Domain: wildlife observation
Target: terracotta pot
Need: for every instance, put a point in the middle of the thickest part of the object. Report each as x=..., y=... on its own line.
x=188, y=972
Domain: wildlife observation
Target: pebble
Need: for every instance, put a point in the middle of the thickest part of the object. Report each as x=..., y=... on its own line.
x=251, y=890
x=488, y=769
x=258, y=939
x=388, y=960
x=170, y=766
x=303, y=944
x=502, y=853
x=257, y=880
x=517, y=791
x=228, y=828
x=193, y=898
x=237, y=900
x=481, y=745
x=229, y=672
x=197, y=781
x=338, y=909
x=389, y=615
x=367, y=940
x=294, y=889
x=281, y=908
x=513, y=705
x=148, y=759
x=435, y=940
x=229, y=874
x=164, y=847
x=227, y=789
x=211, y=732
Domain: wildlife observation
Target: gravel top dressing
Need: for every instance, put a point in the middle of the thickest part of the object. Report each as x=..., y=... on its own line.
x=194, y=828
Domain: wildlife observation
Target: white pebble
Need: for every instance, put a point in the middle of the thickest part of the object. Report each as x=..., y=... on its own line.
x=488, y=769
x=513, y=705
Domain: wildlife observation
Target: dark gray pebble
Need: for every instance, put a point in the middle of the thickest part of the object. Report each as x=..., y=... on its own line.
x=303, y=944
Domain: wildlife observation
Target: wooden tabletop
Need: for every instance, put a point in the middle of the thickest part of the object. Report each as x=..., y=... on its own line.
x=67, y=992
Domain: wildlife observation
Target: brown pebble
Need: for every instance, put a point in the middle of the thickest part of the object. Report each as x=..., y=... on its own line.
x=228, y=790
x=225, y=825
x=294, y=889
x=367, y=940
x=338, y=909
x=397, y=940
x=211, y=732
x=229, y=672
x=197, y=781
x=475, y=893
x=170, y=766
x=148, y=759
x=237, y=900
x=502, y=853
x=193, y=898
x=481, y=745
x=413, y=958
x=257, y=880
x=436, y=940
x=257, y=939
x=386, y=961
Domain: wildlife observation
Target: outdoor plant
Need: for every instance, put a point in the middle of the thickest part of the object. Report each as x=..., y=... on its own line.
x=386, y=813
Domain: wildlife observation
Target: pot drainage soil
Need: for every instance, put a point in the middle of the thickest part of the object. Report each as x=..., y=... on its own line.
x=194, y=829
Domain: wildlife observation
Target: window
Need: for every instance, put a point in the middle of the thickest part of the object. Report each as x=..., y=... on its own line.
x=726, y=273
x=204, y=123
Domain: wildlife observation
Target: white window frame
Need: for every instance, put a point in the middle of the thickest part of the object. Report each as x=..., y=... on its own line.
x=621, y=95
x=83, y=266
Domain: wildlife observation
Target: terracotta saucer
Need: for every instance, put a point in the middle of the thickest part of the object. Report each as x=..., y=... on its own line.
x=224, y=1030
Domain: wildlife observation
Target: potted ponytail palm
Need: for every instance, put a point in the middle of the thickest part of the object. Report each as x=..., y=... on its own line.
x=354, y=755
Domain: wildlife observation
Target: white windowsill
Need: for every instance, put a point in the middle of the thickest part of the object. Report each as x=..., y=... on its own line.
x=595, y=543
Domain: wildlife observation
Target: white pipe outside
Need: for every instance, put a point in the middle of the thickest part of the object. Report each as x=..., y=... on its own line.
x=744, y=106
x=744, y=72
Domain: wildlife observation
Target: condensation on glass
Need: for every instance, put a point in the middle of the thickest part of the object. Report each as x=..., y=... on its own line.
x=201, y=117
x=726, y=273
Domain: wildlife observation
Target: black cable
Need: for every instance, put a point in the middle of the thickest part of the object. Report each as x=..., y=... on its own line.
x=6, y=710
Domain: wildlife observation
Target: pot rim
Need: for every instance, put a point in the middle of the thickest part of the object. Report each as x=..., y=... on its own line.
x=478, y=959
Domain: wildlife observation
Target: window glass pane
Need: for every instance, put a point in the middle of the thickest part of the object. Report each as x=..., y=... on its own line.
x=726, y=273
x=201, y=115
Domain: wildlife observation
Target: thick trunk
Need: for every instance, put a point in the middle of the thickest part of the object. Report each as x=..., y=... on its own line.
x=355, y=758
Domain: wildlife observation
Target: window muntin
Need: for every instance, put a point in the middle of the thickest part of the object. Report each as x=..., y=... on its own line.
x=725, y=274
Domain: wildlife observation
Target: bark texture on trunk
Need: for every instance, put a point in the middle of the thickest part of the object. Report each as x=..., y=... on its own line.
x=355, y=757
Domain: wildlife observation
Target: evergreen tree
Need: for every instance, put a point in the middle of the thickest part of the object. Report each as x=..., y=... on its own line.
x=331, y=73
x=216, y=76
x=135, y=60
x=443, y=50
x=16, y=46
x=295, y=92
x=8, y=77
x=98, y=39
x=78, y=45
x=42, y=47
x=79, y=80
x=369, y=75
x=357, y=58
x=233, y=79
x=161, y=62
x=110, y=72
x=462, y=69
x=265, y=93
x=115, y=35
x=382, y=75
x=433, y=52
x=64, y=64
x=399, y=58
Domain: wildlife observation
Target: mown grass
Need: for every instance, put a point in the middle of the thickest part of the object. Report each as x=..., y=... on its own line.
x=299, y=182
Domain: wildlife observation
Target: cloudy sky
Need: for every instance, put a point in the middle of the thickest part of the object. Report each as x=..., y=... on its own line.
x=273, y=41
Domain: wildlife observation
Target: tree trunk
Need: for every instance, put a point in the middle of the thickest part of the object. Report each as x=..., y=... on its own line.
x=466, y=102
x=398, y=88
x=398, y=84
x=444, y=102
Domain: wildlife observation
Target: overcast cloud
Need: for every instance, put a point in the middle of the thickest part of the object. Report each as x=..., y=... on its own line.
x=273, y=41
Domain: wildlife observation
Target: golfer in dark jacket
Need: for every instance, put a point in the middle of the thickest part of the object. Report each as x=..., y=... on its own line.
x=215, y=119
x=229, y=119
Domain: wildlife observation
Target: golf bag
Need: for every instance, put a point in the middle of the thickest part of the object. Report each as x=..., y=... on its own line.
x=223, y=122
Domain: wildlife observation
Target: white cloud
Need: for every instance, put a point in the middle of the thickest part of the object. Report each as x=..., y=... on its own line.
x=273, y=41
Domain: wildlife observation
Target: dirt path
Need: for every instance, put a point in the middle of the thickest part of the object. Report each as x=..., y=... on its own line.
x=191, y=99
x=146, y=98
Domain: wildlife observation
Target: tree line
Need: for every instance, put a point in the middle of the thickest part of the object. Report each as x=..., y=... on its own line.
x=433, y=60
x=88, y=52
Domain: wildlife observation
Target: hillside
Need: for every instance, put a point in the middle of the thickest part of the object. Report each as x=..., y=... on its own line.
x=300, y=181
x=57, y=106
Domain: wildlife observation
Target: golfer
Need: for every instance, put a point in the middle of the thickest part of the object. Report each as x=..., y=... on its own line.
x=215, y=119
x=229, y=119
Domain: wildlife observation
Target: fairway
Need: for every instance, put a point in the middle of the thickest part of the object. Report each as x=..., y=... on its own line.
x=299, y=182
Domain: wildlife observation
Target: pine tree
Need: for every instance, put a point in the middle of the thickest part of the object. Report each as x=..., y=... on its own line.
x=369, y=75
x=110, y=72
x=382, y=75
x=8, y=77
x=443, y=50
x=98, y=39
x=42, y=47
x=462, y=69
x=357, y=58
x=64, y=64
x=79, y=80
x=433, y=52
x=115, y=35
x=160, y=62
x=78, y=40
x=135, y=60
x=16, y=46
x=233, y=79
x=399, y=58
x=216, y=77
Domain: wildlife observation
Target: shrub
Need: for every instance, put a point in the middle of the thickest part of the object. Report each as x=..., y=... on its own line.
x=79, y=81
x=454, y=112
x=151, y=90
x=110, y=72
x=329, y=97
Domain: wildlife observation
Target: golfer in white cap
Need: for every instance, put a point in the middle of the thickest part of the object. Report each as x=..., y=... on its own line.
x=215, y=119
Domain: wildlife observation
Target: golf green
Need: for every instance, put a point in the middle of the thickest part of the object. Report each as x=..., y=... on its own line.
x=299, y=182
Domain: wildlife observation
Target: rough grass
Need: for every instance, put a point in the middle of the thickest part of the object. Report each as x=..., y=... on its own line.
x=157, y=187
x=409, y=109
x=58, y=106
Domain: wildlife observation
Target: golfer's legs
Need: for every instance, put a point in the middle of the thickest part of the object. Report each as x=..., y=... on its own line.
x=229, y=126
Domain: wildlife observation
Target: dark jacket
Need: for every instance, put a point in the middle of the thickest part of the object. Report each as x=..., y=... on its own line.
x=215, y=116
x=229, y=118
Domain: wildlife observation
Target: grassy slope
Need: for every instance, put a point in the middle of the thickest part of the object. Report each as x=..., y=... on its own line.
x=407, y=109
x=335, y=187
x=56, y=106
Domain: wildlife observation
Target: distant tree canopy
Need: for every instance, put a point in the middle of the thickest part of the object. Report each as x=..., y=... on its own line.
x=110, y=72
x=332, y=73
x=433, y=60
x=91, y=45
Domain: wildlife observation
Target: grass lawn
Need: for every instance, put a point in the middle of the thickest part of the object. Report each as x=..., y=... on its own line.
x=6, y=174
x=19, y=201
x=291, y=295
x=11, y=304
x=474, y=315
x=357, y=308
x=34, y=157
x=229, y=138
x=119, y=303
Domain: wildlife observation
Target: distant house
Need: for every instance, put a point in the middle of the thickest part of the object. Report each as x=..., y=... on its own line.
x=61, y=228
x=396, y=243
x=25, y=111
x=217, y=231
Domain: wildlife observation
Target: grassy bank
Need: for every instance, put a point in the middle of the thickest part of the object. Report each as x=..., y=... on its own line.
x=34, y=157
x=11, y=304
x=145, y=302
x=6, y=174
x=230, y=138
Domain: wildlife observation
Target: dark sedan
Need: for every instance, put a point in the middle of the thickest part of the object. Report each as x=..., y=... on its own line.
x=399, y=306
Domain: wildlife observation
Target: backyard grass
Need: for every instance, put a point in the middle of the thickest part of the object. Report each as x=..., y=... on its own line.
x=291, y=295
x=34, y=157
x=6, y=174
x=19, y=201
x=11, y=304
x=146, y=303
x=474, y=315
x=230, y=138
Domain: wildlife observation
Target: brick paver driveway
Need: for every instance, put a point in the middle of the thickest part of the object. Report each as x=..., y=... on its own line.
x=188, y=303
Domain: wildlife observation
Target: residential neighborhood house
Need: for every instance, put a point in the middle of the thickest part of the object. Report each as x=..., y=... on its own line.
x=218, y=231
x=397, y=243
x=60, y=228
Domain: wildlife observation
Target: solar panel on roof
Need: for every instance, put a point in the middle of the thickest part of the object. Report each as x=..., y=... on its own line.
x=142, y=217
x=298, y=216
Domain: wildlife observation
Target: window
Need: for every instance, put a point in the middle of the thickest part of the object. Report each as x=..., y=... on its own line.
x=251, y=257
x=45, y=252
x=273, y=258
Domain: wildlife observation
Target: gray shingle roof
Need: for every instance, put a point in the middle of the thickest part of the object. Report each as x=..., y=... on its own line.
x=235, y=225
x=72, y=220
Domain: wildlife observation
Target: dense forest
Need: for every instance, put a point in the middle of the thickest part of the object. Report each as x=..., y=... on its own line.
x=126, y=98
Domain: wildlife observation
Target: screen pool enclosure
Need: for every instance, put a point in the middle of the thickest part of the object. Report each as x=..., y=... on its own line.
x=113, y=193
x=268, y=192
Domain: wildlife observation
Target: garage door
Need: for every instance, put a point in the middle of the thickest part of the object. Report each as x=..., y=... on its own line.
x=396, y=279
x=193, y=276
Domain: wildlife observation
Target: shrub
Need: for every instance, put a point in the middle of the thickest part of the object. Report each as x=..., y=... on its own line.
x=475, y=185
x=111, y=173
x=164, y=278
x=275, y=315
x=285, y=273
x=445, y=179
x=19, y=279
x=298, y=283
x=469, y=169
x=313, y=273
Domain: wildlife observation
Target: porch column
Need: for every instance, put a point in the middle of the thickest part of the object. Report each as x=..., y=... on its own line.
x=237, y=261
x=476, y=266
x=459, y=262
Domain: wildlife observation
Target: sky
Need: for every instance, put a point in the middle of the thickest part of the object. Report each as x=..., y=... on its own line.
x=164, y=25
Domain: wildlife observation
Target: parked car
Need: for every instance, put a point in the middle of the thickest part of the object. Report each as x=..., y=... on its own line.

------------

### TASK OBJECTIVE
Turn the data, from its first line through the line containing "x=194, y=828", into a JSON list of strings with one string per line, leaving out blank lines.

### ANSWER TO THIS TASK
[
  "Domain: wildlife observation",
  "Target: terracotta pot",
  "Need: for every instance, put a point in the middle of the thickest part of the object. Report each as x=..., y=... on its own line.",
  "x=188, y=972",
  "Domain: wildlife observation",
  "Target: pebble",
  "Need: for every instance, put a point in the middle of the thickest part of the object. Report each as x=..., y=... on its own line.",
  "x=251, y=890",
  "x=488, y=769",
  "x=258, y=939",
  "x=388, y=960",
  "x=170, y=766",
  "x=303, y=944",
  "x=502, y=853",
  "x=257, y=880",
  "x=517, y=791",
  "x=228, y=828",
  "x=193, y=898",
  "x=237, y=900",
  "x=481, y=745",
  "x=229, y=672",
  "x=197, y=781",
  "x=338, y=909",
  "x=389, y=615",
  "x=367, y=940",
  "x=294, y=889",
  "x=281, y=908",
  "x=513, y=705",
  "x=148, y=759",
  "x=435, y=940",
  "x=229, y=874",
  "x=164, y=847",
  "x=227, y=789",
  "x=211, y=732",
  "Domain: wildlife observation",
  "Target: gravel top dressing",
  "Need: for every instance, put a point in the middle of the thickest part of the object. Report each as x=..., y=... on its own line.",
  "x=194, y=828"
]